Governor has 15 days to make his choices for Court of Appeals

Nominees to fill a pair of vacancies on Colorado’s appellate court bench include an attorney with ties to a four-year judiciary scandal that led to the unprecedented sanction of the state’s former Supreme Court chief justice and a district judge whose decisions are among the most overturned.

Both names – Grant Sullivan and Christopher Zenisek – are part of a half dozen sent last week to Gov. Jared Polis by the Supreme Court Nominating Commission as recommendations to fill vacancies that occurred when two members of the Court of Appeals announced their retirements.

Judiciary watchdogs said including Sullivan and Zenisek among the nominees is “further proof of a system that’s a closed circle that simply gets tighter and tighter.”
------------------------------------------------------------------------
Task instructions:
A – In the passage about the Court of Appeals nominees, restate the text starting at "Nominees to fill" and ending at "announced their retirements.", swapping "retirements" for "resignations".
B – According to the passage about the Court of Appeals nominees, which body sent the half dozen names to Gov. Jared Polis?
------------------------------------------------------------------------
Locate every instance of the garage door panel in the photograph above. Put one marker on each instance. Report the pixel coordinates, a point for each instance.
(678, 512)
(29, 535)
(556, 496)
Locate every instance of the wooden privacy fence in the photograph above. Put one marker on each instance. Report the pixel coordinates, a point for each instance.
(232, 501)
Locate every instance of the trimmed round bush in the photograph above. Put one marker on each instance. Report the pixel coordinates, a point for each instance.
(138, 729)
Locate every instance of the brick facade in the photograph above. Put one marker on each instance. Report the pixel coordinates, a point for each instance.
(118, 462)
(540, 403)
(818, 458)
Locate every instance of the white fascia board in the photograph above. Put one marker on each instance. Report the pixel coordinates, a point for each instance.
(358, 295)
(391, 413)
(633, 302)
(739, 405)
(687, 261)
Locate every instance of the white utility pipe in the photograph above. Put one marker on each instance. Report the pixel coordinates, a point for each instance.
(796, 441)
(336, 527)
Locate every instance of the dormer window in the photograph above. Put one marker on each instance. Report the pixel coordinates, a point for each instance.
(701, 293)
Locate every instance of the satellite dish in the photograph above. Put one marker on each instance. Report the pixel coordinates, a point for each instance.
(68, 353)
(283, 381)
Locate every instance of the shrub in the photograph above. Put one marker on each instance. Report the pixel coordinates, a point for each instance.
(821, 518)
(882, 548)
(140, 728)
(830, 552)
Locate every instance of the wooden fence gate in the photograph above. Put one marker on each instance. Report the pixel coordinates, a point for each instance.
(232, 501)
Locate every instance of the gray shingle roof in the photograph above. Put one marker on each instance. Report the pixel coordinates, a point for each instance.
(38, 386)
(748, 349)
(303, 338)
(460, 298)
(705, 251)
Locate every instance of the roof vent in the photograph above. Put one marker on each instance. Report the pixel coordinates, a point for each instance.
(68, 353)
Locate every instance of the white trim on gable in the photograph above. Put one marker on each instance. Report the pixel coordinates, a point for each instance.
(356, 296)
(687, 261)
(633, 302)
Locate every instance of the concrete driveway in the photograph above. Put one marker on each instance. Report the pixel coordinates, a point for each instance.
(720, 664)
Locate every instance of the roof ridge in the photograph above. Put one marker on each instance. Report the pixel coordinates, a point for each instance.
------------------------------------------------------------------------
The results:
A –
Nominees to fill a pair of vacancies on Colorado’s appellate court bench include an attorney with ties to a four-year judiciary scandal that led to the unprecedented sanction of the state’s former Supreme Court chief justice and a district judge whose decisions are among the most overturned.

Both names – Grant Sullivan and Christopher Zenisek – are part of a half dozen sent last week to Gov. Jared Polis by the Supreme Court Nominating Commission as recommendations to fill vacancies that occurred when two members of the Court of Appeals announced their resignations.

B – The Supreme Court Nominating Commission.